> _TASK_
Every line from the top of the records through the line containing "Target: dark mountain peak" should be retyped exactly; the pictures should not.

══════

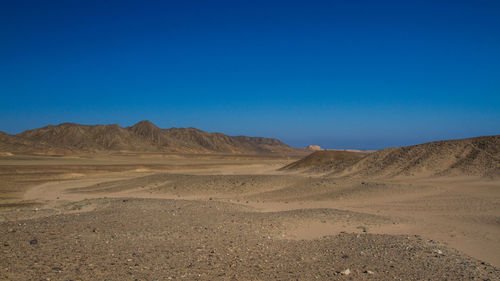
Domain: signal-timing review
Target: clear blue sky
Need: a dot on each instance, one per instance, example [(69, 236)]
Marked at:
[(342, 74)]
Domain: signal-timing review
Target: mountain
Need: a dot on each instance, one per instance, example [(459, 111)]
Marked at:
[(478, 156), (144, 136)]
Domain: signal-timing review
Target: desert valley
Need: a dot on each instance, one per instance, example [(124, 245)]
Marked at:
[(105, 202)]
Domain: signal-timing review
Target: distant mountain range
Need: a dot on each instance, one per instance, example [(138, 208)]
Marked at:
[(144, 136)]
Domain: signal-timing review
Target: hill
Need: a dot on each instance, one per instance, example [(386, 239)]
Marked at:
[(144, 136), (325, 160), (478, 156)]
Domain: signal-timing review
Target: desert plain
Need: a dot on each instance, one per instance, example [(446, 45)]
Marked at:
[(171, 216)]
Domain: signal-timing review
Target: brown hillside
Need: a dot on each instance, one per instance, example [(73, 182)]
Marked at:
[(325, 160), (142, 137), (464, 157)]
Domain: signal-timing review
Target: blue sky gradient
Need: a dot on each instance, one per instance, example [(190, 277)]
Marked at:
[(342, 74)]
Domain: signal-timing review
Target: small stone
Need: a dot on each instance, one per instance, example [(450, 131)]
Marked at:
[(437, 251), (346, 272)]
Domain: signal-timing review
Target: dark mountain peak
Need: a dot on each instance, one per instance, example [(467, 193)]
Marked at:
[(145, 124)]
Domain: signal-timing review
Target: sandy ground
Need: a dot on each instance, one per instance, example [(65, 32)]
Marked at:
[(175, 217)]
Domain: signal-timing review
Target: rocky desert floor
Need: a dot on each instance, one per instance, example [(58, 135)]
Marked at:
[(226, 217)]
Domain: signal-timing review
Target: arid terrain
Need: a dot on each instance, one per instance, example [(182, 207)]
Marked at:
[(428, 212)]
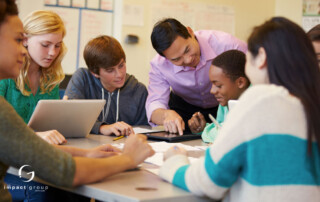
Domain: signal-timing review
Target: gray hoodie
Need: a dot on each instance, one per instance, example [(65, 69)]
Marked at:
[(130, 107)]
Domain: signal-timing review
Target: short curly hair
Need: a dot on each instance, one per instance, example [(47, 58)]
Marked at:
[(232, 63)]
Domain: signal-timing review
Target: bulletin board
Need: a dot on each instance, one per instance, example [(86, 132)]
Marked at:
[(196, 14), (84, 20)]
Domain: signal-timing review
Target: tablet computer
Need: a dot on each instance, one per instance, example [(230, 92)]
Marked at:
[(172, 137), (72, 118)]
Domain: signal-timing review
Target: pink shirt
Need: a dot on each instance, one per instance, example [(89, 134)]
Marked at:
[(191, 84)]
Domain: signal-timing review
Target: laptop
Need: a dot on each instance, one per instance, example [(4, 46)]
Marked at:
[(72, 118), (172, 137)]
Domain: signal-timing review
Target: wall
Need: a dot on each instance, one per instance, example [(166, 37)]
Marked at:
[(248, 13)]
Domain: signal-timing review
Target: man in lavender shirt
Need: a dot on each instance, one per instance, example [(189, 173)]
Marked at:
[(179, 84)]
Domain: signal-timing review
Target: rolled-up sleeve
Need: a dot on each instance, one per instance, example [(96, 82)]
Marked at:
[(158, 92)]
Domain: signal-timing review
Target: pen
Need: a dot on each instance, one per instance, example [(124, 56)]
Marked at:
[(214, 121), (118, 138)]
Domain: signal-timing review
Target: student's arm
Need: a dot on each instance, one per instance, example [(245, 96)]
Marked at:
[(197, 123), (20, 146), (210, 132), (170, 119), (210, 176), (135, 151)]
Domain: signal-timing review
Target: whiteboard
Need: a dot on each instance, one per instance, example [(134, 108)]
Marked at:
[(81, 25), (84, 20)]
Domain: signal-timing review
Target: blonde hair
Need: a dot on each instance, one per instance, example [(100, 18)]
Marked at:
[(38, 23)]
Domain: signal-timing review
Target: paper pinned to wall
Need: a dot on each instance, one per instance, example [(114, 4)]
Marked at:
[(196, 15), (132, 15), (311, 14)]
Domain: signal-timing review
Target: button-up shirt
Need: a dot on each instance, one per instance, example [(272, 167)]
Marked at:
[(191, 84)]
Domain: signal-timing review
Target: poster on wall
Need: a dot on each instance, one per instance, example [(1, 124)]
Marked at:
[(310, 14)]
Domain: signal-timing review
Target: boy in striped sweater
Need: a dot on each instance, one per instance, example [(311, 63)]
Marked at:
[(228, 83), (268, 148)]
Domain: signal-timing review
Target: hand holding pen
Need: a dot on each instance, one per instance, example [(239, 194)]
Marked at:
[(197, 123), (214, 121)]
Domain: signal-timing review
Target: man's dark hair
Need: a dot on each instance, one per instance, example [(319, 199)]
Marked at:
[(165, 32)]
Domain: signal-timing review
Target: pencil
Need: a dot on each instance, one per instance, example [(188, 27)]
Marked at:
[(214, 121), (118, 138)]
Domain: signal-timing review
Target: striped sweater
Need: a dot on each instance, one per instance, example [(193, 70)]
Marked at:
[(260, 154)]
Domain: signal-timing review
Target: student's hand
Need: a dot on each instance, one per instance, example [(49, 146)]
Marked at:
[(137, 149), (118, 128), (103, 151), (52, 136), (197, 123), (173, 123), (174, 151)]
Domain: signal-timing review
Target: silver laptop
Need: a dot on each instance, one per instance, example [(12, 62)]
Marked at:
[(72, 118)]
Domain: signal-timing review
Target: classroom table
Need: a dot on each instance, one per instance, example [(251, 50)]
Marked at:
[(135, 185)]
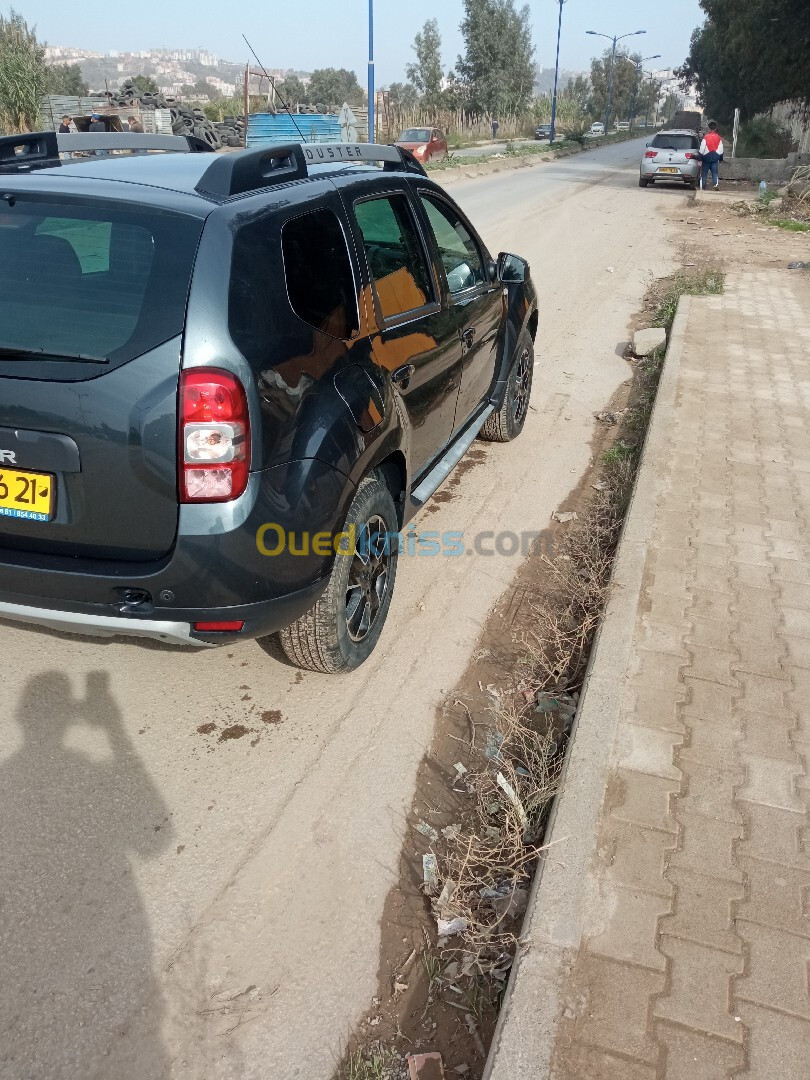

══════

> _OUTPUT FOR THIS TASK_
Domain: signal-timing review
Target: clear blue sky
Need: a dot on each instance, one per instance, example [(69, 236)]
Marked at:
[(342, 74)]
Domain: signal-timing review
Target: mountain
Need: a dot on each instance, one per instance, example [(459, 111)]
Marked at:
[(478, 156), (144, 136)]
Domain: signal-timing review
Target: desert valley
Need: a dot on each instance, one per instance, example [(124, 245)]
Marked at:
[(105, 202)]
Domain: signal-timing review
Target: distant mountain range
Need: a dot on each instance, one per instance, example [(138, 208)]
Marked at:
[(144, 136)]
Domain: signal-timing review
Target: hill
Need: a dot on each instance, one per instance, example [(386, 239)]
Marked at:
[(144, 136), (325, 160), (478, 156)]
Domain: signal-timing review
Target: desert plain
Need: a dot on each instance, one per instance, example [(446, 45)]
Marked at:
[(171, 216)]
Domain: signal-timing review
Target: brown hillside
Need: a dot on each instance, one per instance, example [(73, 182)]
Marked at:
[(325, 160), (142, 137), (464, 157)]
Domain: signal-timing review
Target: blue sky gradient
Need: a dot on each instance, one per instance, example [(190, 277)]
Marked at:
[(342, 74)]
Domain: signal-timing review
Target: small stone
Need: a dot on each instance, one per instance, example [(450, 131)]
Marked at:
[(437, 251), (346, 272)]
Domain: signal-timing review
Target: dark mountain peak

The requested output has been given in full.